Nach der Teilnahme an der hochrangigen Woche der UN-Generalversammlung werden der US-Präsident Joe Biden und der ukrainische Präsident Wolodymyr Selenskyj nach Washington reisen, um Selenskyjs Antrag auf den Einsatz westlicher Langstreckenraketen für intensivere Angriffe auf russisches Gebiet zu besprechen. Die Biden-Administration hat von Selenskyj eine Erklärung gefordert, wie solche Angriffe zum militärischen Erfolg der Ukraine beitragen würden.

Selenskyj erklärte, sein Plan für den ukrainischen Sieg sei nun fertiggestellt, und versicherte, dass seine Präsentation die erwartete Abrechnung beinhalten würde, da sie aufzeige, was nötig sei, um die identifizierten Schritte zum Sieg umzusetzen. Obgleich die Einzelheiten des Plans nicht veröffentlicht wurden, berichtete die Presse über einen Planentwurf. Es scheint jedoch, als fehle dem Entwurf des ukrainischen Siegesplans sowohl der Sieg als auch der Plan selbst.

= = =

_Gestellte Aufgabe_. Worüber soll Selenskyj laut dem Textauszug der Biden-Administration eine Erklärung liefern? Die Einträge spielen dabei keine Rolle.

Annotationsdaten zur Objektposition:
= = =

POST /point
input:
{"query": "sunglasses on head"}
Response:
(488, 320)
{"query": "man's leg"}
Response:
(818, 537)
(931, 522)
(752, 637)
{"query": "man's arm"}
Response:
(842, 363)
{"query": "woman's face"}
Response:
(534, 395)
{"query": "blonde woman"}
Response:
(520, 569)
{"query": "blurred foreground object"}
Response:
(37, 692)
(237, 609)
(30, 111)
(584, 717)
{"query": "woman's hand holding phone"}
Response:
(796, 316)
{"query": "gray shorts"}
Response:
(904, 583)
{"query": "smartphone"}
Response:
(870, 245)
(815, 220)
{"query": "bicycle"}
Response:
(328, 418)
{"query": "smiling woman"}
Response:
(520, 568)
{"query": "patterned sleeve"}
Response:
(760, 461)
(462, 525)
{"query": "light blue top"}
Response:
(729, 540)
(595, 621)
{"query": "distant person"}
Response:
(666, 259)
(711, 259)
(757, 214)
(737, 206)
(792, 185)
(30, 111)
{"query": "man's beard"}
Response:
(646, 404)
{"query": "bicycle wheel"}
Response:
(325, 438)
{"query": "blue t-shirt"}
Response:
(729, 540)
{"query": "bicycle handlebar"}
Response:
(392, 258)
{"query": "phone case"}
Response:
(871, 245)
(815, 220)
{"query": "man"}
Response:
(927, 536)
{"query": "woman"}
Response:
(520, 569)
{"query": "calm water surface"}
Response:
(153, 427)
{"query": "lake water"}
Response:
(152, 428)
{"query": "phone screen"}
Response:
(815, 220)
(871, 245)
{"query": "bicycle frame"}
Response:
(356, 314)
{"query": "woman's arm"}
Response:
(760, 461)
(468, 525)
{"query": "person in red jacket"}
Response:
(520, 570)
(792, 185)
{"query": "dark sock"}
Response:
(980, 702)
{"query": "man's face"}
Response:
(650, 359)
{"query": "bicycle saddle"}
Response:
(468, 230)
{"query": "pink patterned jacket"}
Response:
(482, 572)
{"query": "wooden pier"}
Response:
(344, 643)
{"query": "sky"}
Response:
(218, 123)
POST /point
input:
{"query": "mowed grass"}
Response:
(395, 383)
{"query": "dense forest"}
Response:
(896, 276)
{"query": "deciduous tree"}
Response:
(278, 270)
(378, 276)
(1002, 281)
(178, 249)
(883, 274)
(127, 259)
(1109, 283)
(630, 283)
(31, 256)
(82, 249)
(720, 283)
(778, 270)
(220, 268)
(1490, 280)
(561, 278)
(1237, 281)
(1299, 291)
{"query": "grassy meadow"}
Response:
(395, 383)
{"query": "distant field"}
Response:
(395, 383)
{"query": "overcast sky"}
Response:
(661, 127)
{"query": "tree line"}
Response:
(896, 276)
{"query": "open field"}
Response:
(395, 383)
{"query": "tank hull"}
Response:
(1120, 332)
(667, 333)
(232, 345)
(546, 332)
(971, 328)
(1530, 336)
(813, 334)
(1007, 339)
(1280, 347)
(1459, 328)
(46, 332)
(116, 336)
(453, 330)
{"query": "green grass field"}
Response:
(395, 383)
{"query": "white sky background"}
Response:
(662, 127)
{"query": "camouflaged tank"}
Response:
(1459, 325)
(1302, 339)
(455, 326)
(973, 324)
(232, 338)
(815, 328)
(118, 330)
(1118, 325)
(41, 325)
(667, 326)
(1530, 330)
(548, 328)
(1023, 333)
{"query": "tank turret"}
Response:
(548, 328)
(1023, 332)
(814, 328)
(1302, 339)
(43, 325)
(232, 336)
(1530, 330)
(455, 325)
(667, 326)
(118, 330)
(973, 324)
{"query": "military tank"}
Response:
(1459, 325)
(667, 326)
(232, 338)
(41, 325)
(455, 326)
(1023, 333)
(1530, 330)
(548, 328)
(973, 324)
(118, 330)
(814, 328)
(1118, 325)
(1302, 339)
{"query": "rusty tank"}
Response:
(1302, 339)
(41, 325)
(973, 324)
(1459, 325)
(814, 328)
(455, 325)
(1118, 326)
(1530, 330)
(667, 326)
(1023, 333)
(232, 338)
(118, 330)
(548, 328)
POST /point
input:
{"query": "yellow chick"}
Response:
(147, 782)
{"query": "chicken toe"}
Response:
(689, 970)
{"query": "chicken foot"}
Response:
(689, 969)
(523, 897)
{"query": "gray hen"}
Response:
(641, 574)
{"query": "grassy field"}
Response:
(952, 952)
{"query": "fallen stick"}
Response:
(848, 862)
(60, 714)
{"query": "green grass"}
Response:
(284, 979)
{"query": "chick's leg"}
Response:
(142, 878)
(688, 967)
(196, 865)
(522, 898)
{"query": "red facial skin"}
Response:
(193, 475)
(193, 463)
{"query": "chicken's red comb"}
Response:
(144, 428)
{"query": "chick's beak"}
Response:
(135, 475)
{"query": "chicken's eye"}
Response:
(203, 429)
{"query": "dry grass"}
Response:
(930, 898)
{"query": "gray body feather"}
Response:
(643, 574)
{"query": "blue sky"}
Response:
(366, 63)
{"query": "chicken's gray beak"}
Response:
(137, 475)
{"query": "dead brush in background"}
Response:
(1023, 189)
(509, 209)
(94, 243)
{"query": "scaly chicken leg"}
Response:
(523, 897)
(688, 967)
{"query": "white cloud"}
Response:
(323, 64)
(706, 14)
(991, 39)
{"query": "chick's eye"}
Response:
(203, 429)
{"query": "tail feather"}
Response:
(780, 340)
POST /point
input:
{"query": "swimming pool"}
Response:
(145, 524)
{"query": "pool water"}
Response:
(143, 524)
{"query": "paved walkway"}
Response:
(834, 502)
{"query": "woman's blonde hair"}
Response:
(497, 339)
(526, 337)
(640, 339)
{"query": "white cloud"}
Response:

= = =

_Schriftliche Antwort_. Er soll erklären, wie intensivere Angriffe mit westlichen Langstreckenraketen auf russisches Gebiet zum militärischen Erfolg der Ukraine beitragen würden.